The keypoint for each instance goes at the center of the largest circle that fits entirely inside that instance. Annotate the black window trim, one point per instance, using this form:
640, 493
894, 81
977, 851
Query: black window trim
════════════════
Copy the entire listing above, line for line, exactly.

_Result of the exercise_:
The keypoint for each instance goes at the center of the largest circle that fits entirely inside that instance. Annotate the black window trim, one point per instance, using this form:
640, 493
894, 81
977, 851
Query: black window trim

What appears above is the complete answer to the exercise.